**Selected text**

•••••

Surely everyone agrees on something like the following?:

The expression of group prejudices based on race/gender/sexuality etc has to be filtered through an understanding and acknowledgement of the historical and social circumstances in which this expression is made, in order to understand the force/true impact of the expression.

Apologies for clumsy formulation.

But also, the comment from Parrish that started all this was something along the lines of his talking about "parties where white people weren't welcome". Which rather suggests the non-semantic question of whether all cultural groups are entitled to their own spaces where others aren't 'allowed'....

Discuss.
 

Martin Dust

Techno Zen Master
But also, the comment from Parrish that started all this was something along the lines of his talking about "parties where white people weren't welcome". Which rather suggests the non-semantic question of whether all cultural groups are entitled to their own spaces where others aren't 'allowed'....

Discuss.
But the History of House and Techno contradicts this statement, it was about all outsiders coming together under the beat, something that Theo has stated he believes is a loads of balls.

•••••

(Location identification items)
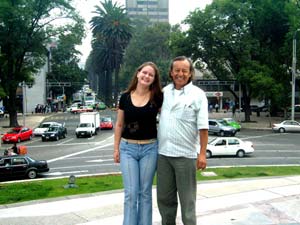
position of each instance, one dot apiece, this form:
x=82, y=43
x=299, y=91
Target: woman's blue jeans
x=138, y=165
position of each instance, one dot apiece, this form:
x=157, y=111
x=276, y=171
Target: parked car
x=106, y=123
x=286, y=126
x=82, y=109
x=101, y=106
x=54, y=133
x=17, y=134
x=229, y=146
x=21, y=166
x=231, y=122
x=85, y=129
x=221, y=128
x=43, y=127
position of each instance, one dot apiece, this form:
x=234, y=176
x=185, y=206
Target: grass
x=43, y=189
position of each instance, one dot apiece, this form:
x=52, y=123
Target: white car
x=44, y=127
x=229, y=146
x=286, y=126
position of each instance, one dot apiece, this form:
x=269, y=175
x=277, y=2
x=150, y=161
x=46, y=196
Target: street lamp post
x=294, y=74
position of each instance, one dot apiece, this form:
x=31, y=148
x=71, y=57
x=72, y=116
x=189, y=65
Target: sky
x=178, y=10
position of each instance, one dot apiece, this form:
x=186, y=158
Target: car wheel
x=240, y=153
x=281, y=130
x=208, y=154
x=31, y=174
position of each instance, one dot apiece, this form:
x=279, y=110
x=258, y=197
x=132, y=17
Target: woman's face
x=180, y=73
x=146, y=76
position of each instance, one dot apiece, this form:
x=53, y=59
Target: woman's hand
x=116, y=156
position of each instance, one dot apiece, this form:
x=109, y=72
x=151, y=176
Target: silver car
x=221, y=128
x=286, y=126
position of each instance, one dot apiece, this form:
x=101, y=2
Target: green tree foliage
x=25, y=28
x=149, y=43
x=64, y=62
x=112, y=32
x=249, y=41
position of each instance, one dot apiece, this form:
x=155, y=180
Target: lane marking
x=78, y=153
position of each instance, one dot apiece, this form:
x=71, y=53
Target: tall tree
x=25, y=28
x=112, y=32
x=65, y=60
x=150, y=42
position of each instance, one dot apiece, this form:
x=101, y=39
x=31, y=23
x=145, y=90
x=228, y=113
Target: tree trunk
x=12, y=108
x=116, y=93
x=108, y=88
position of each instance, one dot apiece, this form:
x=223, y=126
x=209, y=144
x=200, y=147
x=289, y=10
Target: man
x=183, y=137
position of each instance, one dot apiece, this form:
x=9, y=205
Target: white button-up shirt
x=184, y=112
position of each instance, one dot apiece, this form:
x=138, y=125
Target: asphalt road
x=82, y=156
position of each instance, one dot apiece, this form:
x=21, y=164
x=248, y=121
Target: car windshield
x=84, y=125
x=14, y=131
x=52, y=129
x=106, y=119
x=223, y=123
x=45, y=125
x=212, y=140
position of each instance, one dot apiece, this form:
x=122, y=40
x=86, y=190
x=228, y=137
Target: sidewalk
x=264, y=201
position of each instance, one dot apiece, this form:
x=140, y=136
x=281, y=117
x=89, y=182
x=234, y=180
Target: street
x=82, y=156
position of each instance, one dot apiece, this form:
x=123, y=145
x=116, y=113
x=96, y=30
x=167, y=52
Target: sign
x=214, y=94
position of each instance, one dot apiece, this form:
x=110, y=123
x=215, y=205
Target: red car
x=17, y=134
x=82, y=109
x=106, y=123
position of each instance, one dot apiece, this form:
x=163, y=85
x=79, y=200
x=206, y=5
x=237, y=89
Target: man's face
x=181, y=73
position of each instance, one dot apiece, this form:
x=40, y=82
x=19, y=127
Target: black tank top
x=139, y=122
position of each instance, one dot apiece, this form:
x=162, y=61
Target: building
x=154, y=10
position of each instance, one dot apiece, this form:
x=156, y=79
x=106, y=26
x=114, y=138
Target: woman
x=136, y=144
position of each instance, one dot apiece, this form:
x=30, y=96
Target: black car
x=54, y=133
x=21, y=166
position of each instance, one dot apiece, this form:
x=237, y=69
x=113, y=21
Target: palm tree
x=112, y=32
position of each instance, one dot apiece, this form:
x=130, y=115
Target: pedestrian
x=183, y=137
x=217, y=107
x=136, y=146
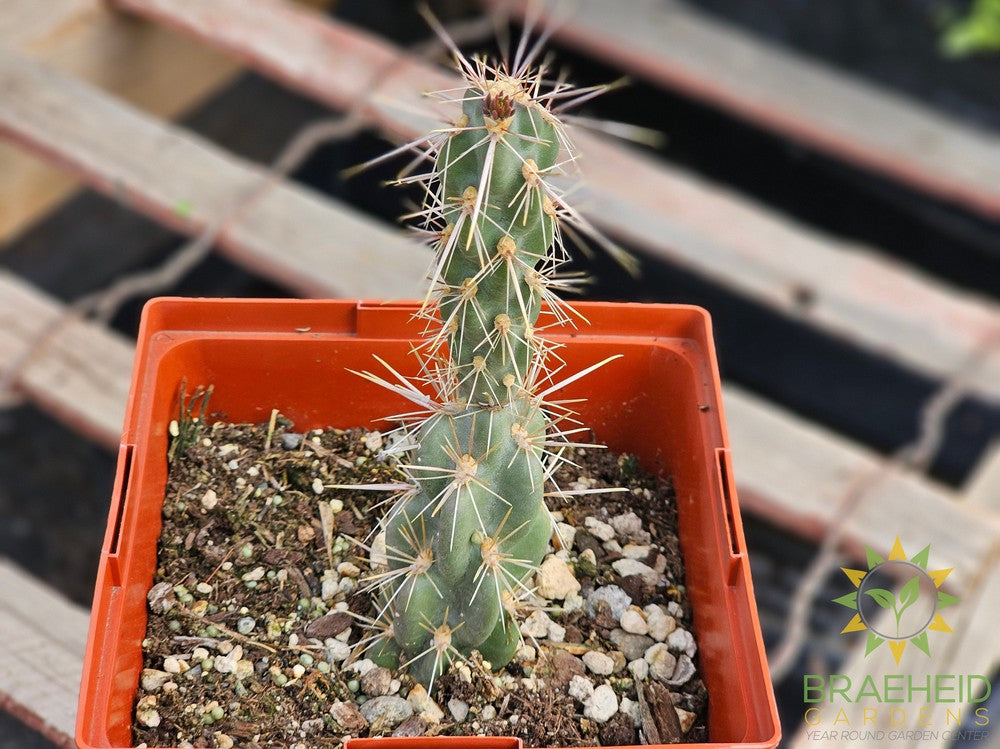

•••••

**Aim**
Name every basis of group prejudice listed in the forum thread's sentence beginning "The expression of group prejudices". The listing is separate material and has no connection to the forum thread.

**Answer to this exercise**
Race, gender, and sexuality.